== TEXT SECTION ==
Ann Druyan (born June 13, 1949) is an American documentary producer and director specializing in the communication of science. She co-wrote the 1980 PBS documentary series Cosmos, hosted by Carl Sagan, whom she married in 1981. She is the creator, producer, and writer of the 2014 sequel, Cosmos: A Spacetime Odyssey and its sequel series, Cosmos: Possible Worlds, as well as the book of the same name. She directed episodes of both series.

In the late 1970s, she became the creative director of NASA’s Voyager Interstellar Message Project, which produced the golden discs affixed to both the Voyager 1 and Voyager 2 spacecraft. As creative director, Druyan worked with a team to design a complex message, including music and images, for possible alien civilizations. These golden phonograph records affixed to the Voyager 1 and Voyager 2 spacecraft are now beyond the outermost planets of the solar system, and Voyager 1 has entered interstellar space. Both records have a projected shelf life of one billion years.

Druyan’s role on the project was discussed on the July 8, 2018, 60 Minutes segment “The Little Spacecraft That Could”… The segment also discussed Sagan’s suggestion, in 1990, that Voyager 1 turn its cameras back towards Earth to take a series of photographs showing the planets of our solar system. The shots, showing Earth from a distance of 3.7 billion miles as a small point of bluish light, became the basis for Sagan’s famous “Pale Blue Dot” passage, first published in Pale Blue Dot: A Vision of the Human Future in Space (1994).

During that time, Druyan also co-wrote (with Carl Sagan and Steven Soter) the 1980 PBS documentary series Cosmos, hosted by Carl Sagan. The thirteen-part series covered a wide range of scientific subjects, including the origin of life and a perspective of our place in the universe. It was highly acclaimed, and became the most widely watched series in the history of American public television at that time. The series won two Emmys and a Peabody Award, and has since been broadcast in more than 60 countries and seen by over 500 million people. A book was also published to accompany the series. As of 2009, it is still the most widely watched PBS series in the world. Several revised versions of the series were later broadcast; one version, telecast after Sagan’s death, opens with Druyan paying tribute to her late husband and the impact of Cosmos over the years.

That’s from Wikipedia, and here’s another interesting tidbit from the same page:

An asteroid discovered in 1988 was named in Druyan’s honor by its discoverer Eleanor F. Helin. In a 2020 interview with Skeptical Inquirer, Druyan discussed 4970 Druyan and the asteroid named after her late husband, saying that 4970 Druyan is in a “wedding ring orbit” around the sun with 2709 Sagan. Druyan was presented with a plaque on Sagan’s sixtieth birthday, which is inscribed: “Asteroid 2709 Sagan in eternal companion orbit with asteroid 4970 Druyan, symbolic of their love and admiration for each other.”
===
- _SET TASKS_:
1) Decide whether each statement agrees with the passage on Ann Druyan: (a) Druyan married Carl Sagan in 1981; (b) the Voyager golden records have a projected shelf life of one million years; (c) the asteroid named for Druyan was discovered by Eleanor F. Helin. Answer each with yes or no, and quote the words of the passage that decide it.
2) Count the lines of the listing that contain the string "stainless", and give only the number.
The listing after this has no connection to the passage on Ann Druyan.
== INPUT ==
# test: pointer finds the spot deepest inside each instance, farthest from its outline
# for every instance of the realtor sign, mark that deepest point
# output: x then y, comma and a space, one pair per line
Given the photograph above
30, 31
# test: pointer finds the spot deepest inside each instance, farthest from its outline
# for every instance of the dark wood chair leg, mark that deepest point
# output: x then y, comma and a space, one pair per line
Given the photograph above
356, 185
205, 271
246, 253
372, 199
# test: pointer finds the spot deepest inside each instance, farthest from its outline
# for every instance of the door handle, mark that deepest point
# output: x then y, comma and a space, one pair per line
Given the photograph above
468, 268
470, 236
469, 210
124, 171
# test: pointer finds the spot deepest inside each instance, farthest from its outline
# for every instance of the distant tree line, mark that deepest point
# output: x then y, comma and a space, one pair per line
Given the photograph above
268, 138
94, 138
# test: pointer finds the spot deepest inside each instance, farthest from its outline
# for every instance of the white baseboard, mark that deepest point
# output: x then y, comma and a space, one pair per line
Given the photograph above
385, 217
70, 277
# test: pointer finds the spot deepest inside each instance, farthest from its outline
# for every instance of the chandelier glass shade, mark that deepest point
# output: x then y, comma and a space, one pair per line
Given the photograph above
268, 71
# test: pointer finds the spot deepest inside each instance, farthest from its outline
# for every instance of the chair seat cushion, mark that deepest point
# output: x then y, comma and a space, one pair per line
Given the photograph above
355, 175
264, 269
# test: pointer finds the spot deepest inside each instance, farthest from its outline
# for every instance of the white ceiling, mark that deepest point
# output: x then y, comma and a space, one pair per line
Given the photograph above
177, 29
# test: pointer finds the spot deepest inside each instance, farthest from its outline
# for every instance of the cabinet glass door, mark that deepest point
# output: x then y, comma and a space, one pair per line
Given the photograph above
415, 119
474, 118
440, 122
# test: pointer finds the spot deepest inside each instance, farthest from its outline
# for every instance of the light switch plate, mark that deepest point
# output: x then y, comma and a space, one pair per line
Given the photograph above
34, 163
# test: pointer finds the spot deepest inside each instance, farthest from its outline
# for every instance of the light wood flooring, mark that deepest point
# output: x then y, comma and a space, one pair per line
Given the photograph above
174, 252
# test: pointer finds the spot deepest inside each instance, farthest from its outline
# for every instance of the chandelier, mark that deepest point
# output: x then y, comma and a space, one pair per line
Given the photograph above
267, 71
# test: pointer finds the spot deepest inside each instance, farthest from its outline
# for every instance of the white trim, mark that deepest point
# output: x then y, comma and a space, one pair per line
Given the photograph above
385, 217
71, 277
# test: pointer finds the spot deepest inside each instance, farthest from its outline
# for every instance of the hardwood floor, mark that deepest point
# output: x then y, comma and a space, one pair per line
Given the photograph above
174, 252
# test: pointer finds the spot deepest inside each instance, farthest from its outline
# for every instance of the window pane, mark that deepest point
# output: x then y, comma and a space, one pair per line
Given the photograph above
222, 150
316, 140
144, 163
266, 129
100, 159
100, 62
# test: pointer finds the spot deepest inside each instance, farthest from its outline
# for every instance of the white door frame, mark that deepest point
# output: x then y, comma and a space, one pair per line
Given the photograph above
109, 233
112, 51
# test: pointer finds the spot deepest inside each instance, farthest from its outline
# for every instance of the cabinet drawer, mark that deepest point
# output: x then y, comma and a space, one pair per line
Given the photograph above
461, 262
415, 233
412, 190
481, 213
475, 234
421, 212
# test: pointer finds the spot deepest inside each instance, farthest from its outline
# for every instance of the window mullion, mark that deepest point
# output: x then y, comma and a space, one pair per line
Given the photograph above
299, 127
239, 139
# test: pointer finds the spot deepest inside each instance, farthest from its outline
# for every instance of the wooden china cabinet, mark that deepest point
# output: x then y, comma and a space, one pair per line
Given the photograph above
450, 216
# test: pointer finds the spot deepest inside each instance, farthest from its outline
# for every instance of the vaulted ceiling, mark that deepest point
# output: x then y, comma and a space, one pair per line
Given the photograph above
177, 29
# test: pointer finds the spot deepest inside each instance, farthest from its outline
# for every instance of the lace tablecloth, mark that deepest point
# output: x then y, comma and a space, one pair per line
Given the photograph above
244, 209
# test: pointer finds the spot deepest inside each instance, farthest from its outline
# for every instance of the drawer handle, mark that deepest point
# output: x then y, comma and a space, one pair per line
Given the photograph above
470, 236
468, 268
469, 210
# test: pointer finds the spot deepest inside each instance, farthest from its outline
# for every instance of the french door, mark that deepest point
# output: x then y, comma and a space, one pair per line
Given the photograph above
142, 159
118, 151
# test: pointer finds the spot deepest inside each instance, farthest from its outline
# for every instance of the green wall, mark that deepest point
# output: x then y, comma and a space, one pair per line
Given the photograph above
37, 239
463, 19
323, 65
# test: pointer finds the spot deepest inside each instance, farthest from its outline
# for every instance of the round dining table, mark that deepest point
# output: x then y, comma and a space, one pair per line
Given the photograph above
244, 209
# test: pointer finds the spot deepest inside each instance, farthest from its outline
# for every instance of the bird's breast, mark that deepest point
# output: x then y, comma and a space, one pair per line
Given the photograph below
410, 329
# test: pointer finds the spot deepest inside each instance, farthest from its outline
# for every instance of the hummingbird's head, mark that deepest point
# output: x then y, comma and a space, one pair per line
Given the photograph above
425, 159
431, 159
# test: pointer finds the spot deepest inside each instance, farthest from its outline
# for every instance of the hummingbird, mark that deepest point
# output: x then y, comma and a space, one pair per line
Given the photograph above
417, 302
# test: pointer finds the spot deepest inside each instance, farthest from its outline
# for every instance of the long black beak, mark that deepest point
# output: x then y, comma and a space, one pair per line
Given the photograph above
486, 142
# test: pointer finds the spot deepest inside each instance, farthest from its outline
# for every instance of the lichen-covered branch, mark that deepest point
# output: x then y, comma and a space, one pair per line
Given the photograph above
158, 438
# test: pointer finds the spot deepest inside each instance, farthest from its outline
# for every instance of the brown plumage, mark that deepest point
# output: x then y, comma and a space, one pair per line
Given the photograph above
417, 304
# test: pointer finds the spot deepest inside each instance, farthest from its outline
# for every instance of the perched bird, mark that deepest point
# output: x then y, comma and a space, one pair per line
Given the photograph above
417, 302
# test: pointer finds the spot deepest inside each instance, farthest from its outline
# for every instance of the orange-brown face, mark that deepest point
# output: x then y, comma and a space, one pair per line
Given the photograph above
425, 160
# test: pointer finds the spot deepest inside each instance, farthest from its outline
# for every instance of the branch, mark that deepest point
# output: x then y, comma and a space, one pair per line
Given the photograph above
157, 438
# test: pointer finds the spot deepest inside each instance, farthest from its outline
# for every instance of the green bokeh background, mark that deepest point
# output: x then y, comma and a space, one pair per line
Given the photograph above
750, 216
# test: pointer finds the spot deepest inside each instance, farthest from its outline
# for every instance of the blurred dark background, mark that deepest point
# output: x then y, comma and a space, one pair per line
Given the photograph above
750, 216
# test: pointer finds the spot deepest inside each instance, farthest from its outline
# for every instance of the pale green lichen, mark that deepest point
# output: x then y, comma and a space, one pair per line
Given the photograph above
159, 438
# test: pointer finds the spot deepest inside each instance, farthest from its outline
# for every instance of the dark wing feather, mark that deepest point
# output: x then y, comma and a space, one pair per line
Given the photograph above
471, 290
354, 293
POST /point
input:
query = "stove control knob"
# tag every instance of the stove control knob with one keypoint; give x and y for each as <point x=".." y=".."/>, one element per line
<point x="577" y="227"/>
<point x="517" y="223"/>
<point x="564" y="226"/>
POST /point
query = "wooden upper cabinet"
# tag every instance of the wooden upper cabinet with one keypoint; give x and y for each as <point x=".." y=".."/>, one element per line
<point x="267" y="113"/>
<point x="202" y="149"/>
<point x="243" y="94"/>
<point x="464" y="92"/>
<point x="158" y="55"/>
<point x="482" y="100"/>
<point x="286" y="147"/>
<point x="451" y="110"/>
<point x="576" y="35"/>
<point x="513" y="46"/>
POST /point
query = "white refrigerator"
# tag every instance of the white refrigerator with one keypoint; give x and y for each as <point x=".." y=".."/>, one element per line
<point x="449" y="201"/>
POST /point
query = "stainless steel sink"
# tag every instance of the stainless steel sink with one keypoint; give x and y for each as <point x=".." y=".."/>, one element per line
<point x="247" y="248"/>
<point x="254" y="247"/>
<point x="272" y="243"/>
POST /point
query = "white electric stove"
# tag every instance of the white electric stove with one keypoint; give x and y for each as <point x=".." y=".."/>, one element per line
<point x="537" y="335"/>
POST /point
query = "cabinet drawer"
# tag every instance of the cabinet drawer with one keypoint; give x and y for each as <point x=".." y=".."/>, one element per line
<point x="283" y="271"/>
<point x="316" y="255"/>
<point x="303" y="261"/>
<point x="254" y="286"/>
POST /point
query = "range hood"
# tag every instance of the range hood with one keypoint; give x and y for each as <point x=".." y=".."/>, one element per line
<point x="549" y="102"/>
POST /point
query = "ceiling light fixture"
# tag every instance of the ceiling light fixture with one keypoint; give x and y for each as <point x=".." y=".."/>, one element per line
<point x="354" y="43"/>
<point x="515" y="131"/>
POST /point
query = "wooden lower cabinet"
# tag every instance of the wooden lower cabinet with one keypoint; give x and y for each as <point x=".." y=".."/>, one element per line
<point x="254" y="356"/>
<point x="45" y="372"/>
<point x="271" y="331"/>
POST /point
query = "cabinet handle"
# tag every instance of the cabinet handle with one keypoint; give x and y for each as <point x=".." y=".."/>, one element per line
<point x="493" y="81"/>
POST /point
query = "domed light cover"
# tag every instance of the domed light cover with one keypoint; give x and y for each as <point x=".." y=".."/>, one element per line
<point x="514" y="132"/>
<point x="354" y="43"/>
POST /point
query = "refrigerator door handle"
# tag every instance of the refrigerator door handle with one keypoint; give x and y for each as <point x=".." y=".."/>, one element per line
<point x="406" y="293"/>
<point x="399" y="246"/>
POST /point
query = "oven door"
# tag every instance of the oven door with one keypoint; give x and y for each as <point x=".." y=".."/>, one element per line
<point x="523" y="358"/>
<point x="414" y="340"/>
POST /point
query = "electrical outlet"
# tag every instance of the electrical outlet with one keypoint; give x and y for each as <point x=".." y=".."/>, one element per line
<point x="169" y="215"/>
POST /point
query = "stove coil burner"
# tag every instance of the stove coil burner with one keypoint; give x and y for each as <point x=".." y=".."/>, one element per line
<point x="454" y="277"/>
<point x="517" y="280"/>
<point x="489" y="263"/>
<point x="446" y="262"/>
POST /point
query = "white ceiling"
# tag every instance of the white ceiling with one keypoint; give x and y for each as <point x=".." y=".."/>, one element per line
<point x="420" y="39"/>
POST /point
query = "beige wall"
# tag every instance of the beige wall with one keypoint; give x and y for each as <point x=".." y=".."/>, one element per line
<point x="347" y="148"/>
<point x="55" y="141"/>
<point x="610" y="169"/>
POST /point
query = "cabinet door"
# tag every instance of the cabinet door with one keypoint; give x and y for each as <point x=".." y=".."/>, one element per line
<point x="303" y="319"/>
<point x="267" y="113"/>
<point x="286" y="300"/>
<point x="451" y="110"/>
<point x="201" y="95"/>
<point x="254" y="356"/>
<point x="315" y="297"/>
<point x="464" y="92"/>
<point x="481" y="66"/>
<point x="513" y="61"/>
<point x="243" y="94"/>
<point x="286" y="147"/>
===
- _RESPONSES PER TASK_:
1)
(a) Yes: "whom she married in 1981"
(b) No: "Both records have a projected shelf life of one billion years."
(c) Yes: "An asteroid discovered in 1988 was named in Druyan’s honor by its discoverer Eleanor F. Helin."

2) 2